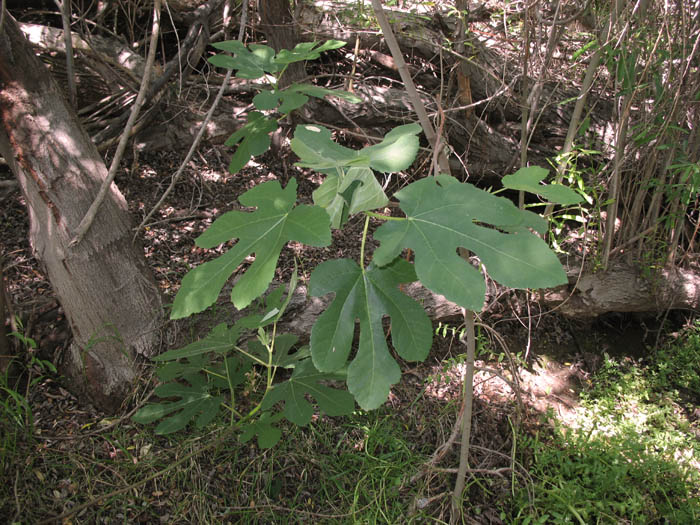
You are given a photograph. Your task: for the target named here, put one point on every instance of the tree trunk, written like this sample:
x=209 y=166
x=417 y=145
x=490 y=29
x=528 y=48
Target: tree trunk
x=280 y=29
x=106 y=289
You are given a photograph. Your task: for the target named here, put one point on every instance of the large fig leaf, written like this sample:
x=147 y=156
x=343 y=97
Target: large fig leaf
x=263 y=232
x=306 y=380
x=528 y=179
x=443 y=215
x=253 y=138
x=368 y=295
x=256 y=60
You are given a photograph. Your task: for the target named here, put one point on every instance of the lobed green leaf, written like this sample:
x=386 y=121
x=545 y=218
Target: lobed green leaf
x=306 y=380
x=529 y=178
x=263 y=232
x=443 y=215
x=368 y=295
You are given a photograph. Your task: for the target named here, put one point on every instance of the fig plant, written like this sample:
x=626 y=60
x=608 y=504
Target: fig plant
x=440 y=215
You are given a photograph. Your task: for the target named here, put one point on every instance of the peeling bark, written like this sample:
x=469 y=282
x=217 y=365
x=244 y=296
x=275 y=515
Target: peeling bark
x=107 y=291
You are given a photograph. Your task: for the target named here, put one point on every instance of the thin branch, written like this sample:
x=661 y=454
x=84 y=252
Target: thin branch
x=65 y=7
x=200 y=133
x=466 y=417
x=94 y=207
x=410 y=87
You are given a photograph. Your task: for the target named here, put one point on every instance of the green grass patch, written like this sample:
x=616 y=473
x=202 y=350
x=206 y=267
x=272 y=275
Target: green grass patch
x=632 y=456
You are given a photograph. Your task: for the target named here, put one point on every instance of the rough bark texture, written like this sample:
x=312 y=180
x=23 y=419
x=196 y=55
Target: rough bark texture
x=107 y=291
x=622 y=288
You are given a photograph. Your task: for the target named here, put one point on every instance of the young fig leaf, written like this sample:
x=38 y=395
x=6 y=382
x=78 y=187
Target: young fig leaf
x=249 y=62
x=195 y=403
x=528 y=179
x=396 y=151
x=263 y=232
x=349 y=191
x=443 y=215
x=367 y=294
x=306 y=380
x=254 y=139
x=316 y=149
x=306 y=51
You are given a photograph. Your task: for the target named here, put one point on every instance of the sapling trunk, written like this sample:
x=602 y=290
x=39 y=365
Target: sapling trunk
x=467 y=399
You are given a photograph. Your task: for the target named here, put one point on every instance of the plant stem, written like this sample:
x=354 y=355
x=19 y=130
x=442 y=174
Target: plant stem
x=468 y=396
x=362 y=246
x=384 y=217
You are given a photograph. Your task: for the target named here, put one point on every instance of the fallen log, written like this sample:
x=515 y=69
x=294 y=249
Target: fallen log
x=623 y=288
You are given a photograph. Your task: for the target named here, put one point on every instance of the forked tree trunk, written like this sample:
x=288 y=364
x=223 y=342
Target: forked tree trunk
x=106 y=289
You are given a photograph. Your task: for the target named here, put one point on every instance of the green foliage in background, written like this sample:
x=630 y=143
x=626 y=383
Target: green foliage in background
x=441 y=216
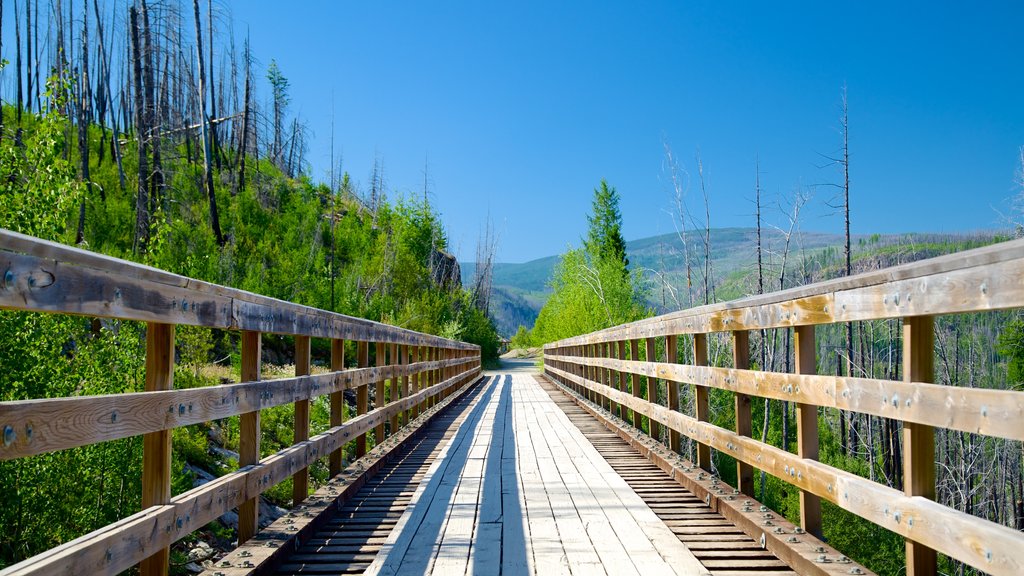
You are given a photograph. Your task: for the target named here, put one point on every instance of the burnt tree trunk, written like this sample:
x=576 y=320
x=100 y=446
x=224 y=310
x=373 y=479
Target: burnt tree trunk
x=214 y=219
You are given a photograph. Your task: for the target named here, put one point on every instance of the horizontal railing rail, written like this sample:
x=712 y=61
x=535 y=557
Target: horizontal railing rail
x=606 y=368
x=412 y=372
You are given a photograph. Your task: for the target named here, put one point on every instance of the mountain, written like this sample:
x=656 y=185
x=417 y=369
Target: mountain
x=519 y=290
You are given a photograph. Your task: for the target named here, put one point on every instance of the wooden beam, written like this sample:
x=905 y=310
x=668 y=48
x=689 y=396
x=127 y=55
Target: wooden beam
x=919 y=440
x=650 y=354
x=700 y=406
x=635 y=382
x=300 y=481
x=157 y=446
x=807 y=427
x=741 y=360
x=672 y=357
x=361 y=395
x=380 y=359
x=249 y=434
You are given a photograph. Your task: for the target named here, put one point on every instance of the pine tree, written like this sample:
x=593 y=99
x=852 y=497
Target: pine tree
x=604 y=237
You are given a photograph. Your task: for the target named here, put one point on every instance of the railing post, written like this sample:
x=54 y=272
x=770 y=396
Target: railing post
x=807 y=427
x=394 y=386
x=361 y=395
x=741 y=361
x=650 y=355
x=300 y=480
x=621 y=344
x=635 y=382
x=919 y=440
x=157 y=446
x=380 y=361
x=672 y=357
x=249 y=435
x=336 y=458
x=700 y=405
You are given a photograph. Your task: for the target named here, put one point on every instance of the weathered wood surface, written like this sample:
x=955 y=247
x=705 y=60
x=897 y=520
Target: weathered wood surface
x=989 y=278
x=119 y=546
x=68 y=422
x=44 y=276
x=553 y=504
x=988 y=412
x=978 y=542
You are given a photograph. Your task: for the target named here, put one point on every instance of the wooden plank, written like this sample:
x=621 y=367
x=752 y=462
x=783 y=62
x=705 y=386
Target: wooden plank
x=990 y=412
x=157 y=446
x=650 y=355
x=249 y=434
x=68 y=422
x=700 y=407
x=380 y=359
x=672 y=357
x=361 y=395
x=975 y=541
x=337 y=457
x=300 y=481
x=970 y=281
x=741 y=361
x=807 y=427
x=919 y=440
x=49 y=277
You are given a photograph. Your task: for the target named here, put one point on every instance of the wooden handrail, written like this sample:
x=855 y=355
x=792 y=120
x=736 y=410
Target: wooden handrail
x=980 y=280
x=40 y=276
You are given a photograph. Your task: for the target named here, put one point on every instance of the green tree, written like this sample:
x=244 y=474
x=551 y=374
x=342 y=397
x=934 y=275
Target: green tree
x=604 y=237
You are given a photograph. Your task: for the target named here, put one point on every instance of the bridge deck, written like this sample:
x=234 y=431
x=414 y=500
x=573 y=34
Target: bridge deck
x=519 y=488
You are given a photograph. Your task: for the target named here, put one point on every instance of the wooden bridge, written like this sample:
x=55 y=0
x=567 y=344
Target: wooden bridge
x=579 y=469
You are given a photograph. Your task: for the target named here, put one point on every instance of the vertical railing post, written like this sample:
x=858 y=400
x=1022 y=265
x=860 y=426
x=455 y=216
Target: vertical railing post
x=394 y=386
x=672 y=357
x=741 y=361
x=336 y=458
x=650 y=356
x=701 y=408
x=300 y=480
x=635 y=382
x=621 y=345
x=157 y=446
x=361 y=395
x=249 y=434
x=380 y=360
x=807 y=428
x=919 y=440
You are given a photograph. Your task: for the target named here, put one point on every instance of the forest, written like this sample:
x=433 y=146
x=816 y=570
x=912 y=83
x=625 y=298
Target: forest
x=594 y=287
x=126 y=133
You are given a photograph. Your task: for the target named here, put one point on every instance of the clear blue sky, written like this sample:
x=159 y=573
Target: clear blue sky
x=521 y=108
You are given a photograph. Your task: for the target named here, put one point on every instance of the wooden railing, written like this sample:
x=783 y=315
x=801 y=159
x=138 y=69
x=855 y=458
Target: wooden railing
x=45 y=277
x=598 y=367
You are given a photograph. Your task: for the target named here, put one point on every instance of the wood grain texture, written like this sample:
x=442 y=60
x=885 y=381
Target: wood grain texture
x=983 y=544
x=48 y=277
x=989 y=412
x=919 y=440
x=157 y=445
x=300 y=480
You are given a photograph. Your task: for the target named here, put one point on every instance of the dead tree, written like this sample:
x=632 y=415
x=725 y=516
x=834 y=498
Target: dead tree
x=142 y=199
x=214 y=218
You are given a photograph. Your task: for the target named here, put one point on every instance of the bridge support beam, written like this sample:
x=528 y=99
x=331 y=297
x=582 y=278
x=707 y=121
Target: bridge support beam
x=919 y=440
x=300 y=480
x=701 y=408
x=157 y=446
x=807 y=428
x=741 y=361
x=249 y=433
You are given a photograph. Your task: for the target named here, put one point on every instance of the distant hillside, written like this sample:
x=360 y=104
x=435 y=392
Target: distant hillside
x=520 y=289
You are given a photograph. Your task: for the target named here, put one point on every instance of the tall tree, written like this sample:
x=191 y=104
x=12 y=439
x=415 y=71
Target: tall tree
x=208 y=169
x=604 y=235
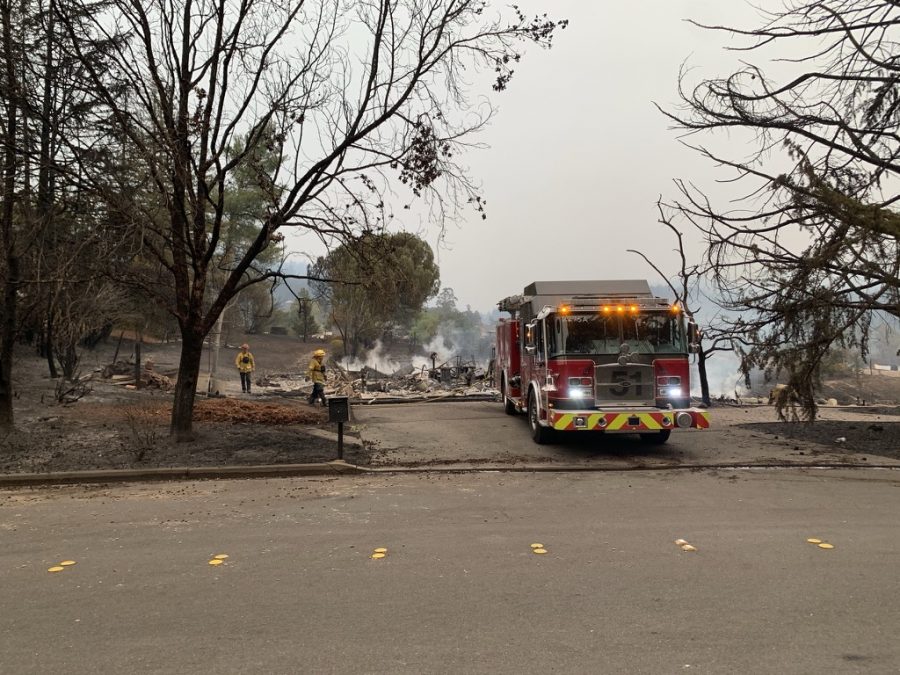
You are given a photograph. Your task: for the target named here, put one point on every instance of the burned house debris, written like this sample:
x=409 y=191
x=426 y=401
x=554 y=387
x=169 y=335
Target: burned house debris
x=455 y=378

════════════════════

*WORK REQUEST*. Output the lines above exactly, but only those between the line holding "x=551 y=374" and the line holding "x=159 y=573", inclusive.

*SOLUTION TO THE PROBLEM*.
x=551 y=374
x=342 y=397
x=934 y=275
Target: green tree
x=604 y=237
You are given a photograph. Your task: for the target named here, put one point on every instance of the bridge deck, written like this sample:
x=234 y=431
x=414 y=500
x=573 y=34
Target: bridge deck
x=519 y=488
You are given a photograph. Your task: for the target named here, put one point on every instance of the wooden bridge, written like this sample:
x=55 y=0
x=567 y=344
Target: wooden bridge
x=579 y=469
You are given a photograph. Your task: for the target named here, put one point on every instance of the vertical railing post, written like this sample:
x=858 y=400
x=1022 y=265
x=860 y=426
x=455 y=216
Target: vertical railing post
x=394 y=386
x=672 y=357
x=741 y=361
x=336 y=458
x=650 y=356
x=701 y=408
x=300 y=480
x=635 y=382
x=621 y=345
x=157 y=446
x=361 y=395
x=249 y=434
x=380 y=360
x=807 y=428
x=919 y=440
You are given a photograph. Your task: for the target named here, put one point on every instance of the forest, written like this sample:
x=433 y=146
x=816 y=570
x=912 y=83
x=625 y=298
Target: forest
x=594 y=287
x=126 y=133
You are given a photograph. Your task: for the target named here, put one point on every instance of the clear blue sky, written like this sample:
x=159 y=573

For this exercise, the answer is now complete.